What you will do: The expected output is every entry, repeated exactly.

Working data:
::::::

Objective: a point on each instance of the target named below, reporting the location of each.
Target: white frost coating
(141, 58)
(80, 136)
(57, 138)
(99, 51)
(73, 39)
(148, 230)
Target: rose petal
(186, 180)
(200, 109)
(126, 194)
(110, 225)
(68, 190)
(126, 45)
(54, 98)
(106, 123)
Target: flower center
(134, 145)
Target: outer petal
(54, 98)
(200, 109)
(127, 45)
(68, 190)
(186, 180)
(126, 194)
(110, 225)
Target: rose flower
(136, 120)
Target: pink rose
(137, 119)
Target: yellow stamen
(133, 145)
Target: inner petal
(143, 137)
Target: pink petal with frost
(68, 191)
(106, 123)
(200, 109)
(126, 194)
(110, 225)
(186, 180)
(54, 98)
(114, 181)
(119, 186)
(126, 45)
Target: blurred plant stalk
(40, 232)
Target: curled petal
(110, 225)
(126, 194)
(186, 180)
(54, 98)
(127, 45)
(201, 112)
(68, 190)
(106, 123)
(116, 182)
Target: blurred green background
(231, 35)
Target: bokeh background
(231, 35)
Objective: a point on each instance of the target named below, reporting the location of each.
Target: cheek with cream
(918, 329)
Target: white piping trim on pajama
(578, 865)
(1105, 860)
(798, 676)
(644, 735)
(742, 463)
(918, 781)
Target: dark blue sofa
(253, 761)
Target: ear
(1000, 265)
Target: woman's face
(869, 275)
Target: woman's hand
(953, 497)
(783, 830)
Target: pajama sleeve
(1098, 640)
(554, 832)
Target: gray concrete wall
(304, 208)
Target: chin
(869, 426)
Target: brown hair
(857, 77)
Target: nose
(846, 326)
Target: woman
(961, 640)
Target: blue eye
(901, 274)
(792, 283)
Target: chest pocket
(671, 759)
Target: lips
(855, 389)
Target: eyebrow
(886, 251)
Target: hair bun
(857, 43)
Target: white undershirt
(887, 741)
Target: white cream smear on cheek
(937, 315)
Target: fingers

::::::

Written solution:
Objective: a point on each instance of the target named below, reporting the location of each.
Target: white frost coating
(141, 58)
(80, 136)
(57, 138)
(99, 51)
(73, 39)
(148, 230)
Target: rose petal
(186, 180)
(200, 109)
(126, 194)
(110, 225)
(68, 190)
(126, 45)
(54, 98)
(106, 123)
Target: flower center
(134, 145)
Target: outer petal
(54, 98)
(200, 109)
(127, 45)
(68, 190)
(186, 180)
(126, 194)
(110, 225)
Target: rose flower
(136, 120)
Target: pink rose
(137, 119)
Target: yellow stamen
(133, 145)
Target: inner petal
(143, 137)
Target: pink petal with frost
(68, 191)
(106, 123)
(200, 109)
(126, 194)
(110, 225)
(186, 180)
(54, 98)
(114, 181)
(119, 186)
(126, 45)
Target: blurred plant stalk
(40, 232)
Target: curled petal
(110, 225)
(126, 194)
(186, 180)
(54, 98)
(127, 45)
(201, 112)
(68, 190)
(106, 123)
(116, 182)
Target: blurred green background
(231, 35)
Target: bokeh background
(231, 35)
Objective: a point on each instance of the target named below, reporting the location of each.
Target: cheek with cream
(918, 329)
Target: white piping trim on pajama
(578, 865)
(1105, 860)
(798, 676)
(644, 735)
(742, 463)
(918, 781)
Target: dark blue sofa
(253, 761)
Target: ear
(1000, 265)
Target: woman's face
(869, 275)
Target: woman's hand
(953, 497)
(783, 830)
Target: pajama sleeve
(1098, 640)
(554, 832)
Target: gray concrete wall
(304, 208)
Target: chin
(869, 426)
Target: brown hair
(857, 77)
Target: nose
(846, 326)
Target: woman
(961, 640)
Target: blue eye
(901, 274)
(792, 283)
Target: chest pocket
(671, 759)
Target: lips
(855, 389)
Target: eyebrow
(886, 251)
Target: hair bun
(857, 43)
Target: white undershirt
(887, 741)
Target: white cream smear on cheek
(937, 315)
Target: fingers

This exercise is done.